Aim of the exercise.
All entries below must be given again word for word.

Listed entries.
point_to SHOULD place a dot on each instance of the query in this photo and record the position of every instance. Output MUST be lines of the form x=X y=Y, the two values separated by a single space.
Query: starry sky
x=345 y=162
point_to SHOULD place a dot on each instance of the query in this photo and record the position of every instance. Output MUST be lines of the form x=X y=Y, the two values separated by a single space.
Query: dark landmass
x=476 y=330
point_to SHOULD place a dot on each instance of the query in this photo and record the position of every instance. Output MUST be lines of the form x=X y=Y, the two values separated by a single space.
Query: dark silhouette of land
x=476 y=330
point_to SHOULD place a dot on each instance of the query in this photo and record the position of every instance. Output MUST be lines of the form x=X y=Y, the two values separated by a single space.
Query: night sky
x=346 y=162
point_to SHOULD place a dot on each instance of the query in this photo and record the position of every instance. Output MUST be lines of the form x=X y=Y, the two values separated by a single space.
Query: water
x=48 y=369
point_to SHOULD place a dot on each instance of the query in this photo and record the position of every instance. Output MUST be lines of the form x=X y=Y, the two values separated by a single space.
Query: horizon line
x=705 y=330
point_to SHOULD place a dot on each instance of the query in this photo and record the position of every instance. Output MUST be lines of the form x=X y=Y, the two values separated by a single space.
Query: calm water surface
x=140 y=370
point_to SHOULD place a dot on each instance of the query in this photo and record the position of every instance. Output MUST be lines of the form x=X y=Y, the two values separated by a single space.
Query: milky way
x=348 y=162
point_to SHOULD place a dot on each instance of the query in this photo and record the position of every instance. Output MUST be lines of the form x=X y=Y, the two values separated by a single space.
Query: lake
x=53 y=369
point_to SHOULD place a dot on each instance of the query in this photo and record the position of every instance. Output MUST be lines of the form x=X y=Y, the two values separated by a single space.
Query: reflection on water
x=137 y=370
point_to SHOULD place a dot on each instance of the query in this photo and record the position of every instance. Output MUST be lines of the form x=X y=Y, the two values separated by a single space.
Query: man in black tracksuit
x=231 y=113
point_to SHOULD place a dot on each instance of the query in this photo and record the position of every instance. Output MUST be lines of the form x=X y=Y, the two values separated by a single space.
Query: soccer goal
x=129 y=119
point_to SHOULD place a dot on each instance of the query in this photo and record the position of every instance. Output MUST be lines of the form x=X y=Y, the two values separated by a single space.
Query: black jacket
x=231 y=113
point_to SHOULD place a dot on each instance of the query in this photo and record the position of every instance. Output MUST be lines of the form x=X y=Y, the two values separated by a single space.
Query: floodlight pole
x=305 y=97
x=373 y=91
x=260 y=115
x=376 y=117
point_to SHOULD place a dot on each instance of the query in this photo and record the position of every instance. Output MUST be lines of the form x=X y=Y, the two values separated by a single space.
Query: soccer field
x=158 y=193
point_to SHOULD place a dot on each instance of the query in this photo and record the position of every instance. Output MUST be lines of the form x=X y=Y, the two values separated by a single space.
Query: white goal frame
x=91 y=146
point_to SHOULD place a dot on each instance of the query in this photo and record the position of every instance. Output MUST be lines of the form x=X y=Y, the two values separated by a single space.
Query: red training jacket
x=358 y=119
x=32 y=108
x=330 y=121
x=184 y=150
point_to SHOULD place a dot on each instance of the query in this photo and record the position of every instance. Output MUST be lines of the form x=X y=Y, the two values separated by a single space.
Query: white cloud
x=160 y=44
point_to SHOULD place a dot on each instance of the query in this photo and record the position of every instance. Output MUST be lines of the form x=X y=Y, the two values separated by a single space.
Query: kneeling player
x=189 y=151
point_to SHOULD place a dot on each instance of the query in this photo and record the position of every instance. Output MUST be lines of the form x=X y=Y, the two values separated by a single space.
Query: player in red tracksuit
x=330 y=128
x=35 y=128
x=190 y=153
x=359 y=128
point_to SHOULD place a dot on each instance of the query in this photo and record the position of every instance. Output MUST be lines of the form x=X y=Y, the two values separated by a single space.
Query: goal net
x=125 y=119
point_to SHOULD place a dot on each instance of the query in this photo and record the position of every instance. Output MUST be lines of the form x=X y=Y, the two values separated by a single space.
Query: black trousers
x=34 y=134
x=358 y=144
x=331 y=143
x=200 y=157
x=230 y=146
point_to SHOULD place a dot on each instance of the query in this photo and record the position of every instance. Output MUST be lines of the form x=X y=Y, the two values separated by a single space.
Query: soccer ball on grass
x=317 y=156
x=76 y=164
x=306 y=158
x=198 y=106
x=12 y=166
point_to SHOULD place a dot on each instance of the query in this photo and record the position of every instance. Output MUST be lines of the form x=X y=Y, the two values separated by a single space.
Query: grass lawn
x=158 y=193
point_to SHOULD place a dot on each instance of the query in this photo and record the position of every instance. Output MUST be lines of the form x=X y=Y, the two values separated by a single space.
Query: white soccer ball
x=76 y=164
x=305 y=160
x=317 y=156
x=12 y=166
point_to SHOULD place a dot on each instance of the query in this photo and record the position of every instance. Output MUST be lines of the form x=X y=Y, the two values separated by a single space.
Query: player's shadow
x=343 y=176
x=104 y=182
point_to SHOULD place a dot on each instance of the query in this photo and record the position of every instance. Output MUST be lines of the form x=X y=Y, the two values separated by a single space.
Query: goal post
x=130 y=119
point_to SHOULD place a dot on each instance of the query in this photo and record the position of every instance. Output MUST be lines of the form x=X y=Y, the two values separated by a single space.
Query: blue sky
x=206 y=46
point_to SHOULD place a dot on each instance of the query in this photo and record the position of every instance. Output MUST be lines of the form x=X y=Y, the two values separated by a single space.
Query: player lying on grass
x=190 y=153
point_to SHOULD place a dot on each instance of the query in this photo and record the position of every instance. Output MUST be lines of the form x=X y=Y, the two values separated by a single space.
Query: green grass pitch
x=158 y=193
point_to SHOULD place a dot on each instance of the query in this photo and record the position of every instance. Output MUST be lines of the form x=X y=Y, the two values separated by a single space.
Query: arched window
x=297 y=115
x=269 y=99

Worked solution.
point_to SHOULD place a dot on each instance of the query in this photo and record the position of every instance. Output MUST be lines of the form x=X y=Y, the two values separated by a single space.
Query: starry sky
x=345 y=162
point_to SHOULD place a dot on each instance of the query in this photo and record the position of every instance. Output MUST be lines of the form x=X y=Y, the two values separated by a single space.
Query: dark landmass
x=476 y=330
point_to SHOULD place a dot on each instance of the query in this photo and record the position of every instance. Output MUST be lines of the form x=X y=Y, the two values separated by a single space.
Query: dark silhouette of land
x=476 y=330
point_to SHOULD place a dot on each instance of the query in this photo and record the position of every instance. Output MUST be lines of the form x=X y=Y, the two values separated by a single space.
Query: night sky
x=346 y=162
point_to SHOULD place a dot on each instance of the query in this photo and record the position of every instance. Output MUST be lines of the form x=X y=Y, the two values separated by a single space.
Query: water
x=48 y=369
point_to SHOULD place a dot on each instance of the query in this photo and record the position of every instance. Output MUST be lines of the form x=X y=Y, the two values separated by a single space.
Query: horizon line
x=705 y=330
point_to SHOULD place a dot on each instance of the query in this photo and record the position of every instance. Output MUST be lines of the form x=X y=Y, the two values separated by a single space.
Query: calm water surface
x=140 y=370
point_to SHOULD place a dot on each instance of the query in this photo and record the position of every instance. Output MUST be lines of the form x=X y=Y, the two values separated by a single space.
Query: milky way
x=348 y=162
point_to SHOULD place a dot on each instance of the query in this photo and record the position of every instance. Output MUST be lines of the form x=X y=Y, the two values separated by a single space.
Query: lake
x=53 y=369
point_to SHOULD place a dot on each instance of the query in this photo and record the position of every instance. Output MUST be lines of the form x=X y=Y, the two values separated by a single space.
Query: reflection on water
x=137 y=370
point_to SHOULD place a dot on each instance of the query in this photo and record the position of every instance. Output MUST be lines of the form x=X y=Y, the two values separated by a single space.
Query: man in black tracksuit
x=231 y=113
point_to SHOULD place a dot on each instance of the query in this photo and record the position of every instance. Output MUST be lines of the form x=X y=Y, the two values separated by a single space.
Query: soccer goal
x=129 y=119
point_to SHOULD place a dot on each instance of the query in this photo and record the position of every instance. Output MUST be lines of the form x=X y=Y, the two values separated by a single space.
Query: black jacket
x=231 y=113
point_to SHOULD place a dot on each instance of the query in this photo and record the position of every instance. Output MUST be lines of the form x=X y=Y, the two values separated by a single space.
Query: floodlight pole
x=305 y=97
x=373 y=91
x=260 y=115
x=376 y=117
point_to SHOULD place a dot on each instance of the query in this photo and record the position of every instance. Output MUST be lines of the form x=X y=Y, the two values separated by a single space.
Query: soccer field
x=158 y=193
point_to SHOULD place a dot on each instance of the query in this photo and record the position of every instance. Output MUST be lines of the form x=X y=Y, the two values separated by a single space.
Query: white goal frame
x=91 y=146
point_to SHOULD place a dot on each instance of the query in this photo and record the position of every instance. Output MUST be lines of the form x=X y=Y, the two values separated by a single space.
Query: red training jacket
x=358 y=119
x=32 y=108
x=330 y=121
x=184 y=150
point_to SHOULD place a dot on each instance of the query in this photo and record the position of every instance. Output MUST be lines of the form x=X y=Y, the two values separated by a single space.
Query: white cloud
x=160 y=44
point_to SHOULD place a dot on each instance of the query in this photo and record the position of every instance. Output MUST be lines of the form x=X y=Y, the two values separated by a single space.
Query: kneeling player
x=189 y=151
point_to SHOULD place a dot on each instance of the query in this photo and record the position of every instance. Output MUST be lines of the form x=X y=Y, the two values separated by a single space.
Query: player in red tracksuit
x=330 y=128
x=35 y=128
x=190 y=153
x=359 y=128
point_to SHOULD place a dot on each instance of the query in this photo and record the position of every instance. Output MUST be lines of the form x=X y=Y, the two values separated by a single space.
Query: goal net
x=125 y=119
point_to SHOULD place a dot on each instance of the query in this photo and record the position of every instance. Output MUST be lines of the form x=X y=Y, the two values separated by a single space.
Query: black trousers
x=34 y=134
x=358 y=144
x=331 y=143
x=200 y=157
x=230 y=146
point_to SHOULD place a dot on each instance of the query in this photo and record the position of every instance. Output MUST be lines of the form x=X y=Y, the two values separated by a single space.
Query: soccer ball on grass
x=317 y=156
x=76 y=164
x=306 y=158
x=198 y=106
x=12 y=166
point_to SHOULD place a dot on each instance of the query in this photo and record the position of every instance. Output MUST be lines of the form x=X y=Y, the two values separated by a single space.
Query: grass lawn
x=158 y=193
point_to SHOULD place a dot on each instance of the query in this photo and record the position of every instance. Output MUST be lines of the form x=X y=Y, the two values separated by a single space.
Query: white soccer ball
x=76 y=164
x=305 y=160
x=317 y=156
x=12 y=166
point_to SHOULD place a dot on each instance of the query in this photo and record the position of every instance. Output MUST be lines of the form x=X y=Y, the two values separated by a single space.
Query: player's shadow
x=343 y=176
x=104 y=182
point_to SHOULD place a dot on each instance of the query in this photo and record the position of every instance. Output MUST be lines of the form x=X y=Y, the two values separated by a single space.
Query: goal post
x=130 y=119
point_to SHOULD place a dot on each instance of the query in this photo and record the position of every instance. Output MUST be lines of the form x=X y=Y, the two values separated by a single space.
Query: blue sky
x=206 y=46
point_to SHOULD place a dot on each instance of the query in this photo and record the position of every instance. Output MUST be lines of the form x=X y=Y, the two values separated by a single space.
Query: player lying on grass
x=190 y=153
point_to SHOULD place a dot on each instance of the query in this photo and record the position of every instance. Output MUST be lines of the form x=X y=Y, the two values separated by a single space.
Query: green grass pitch
x=158 y=193
point_to SHOULD place a dot on each instance of the query in this photo and record the position of every instance. Output MUST be lines of the form x=X y=Y, the two values separated by a single space.
Query: arched window
x=297 y=115
x=269 y=99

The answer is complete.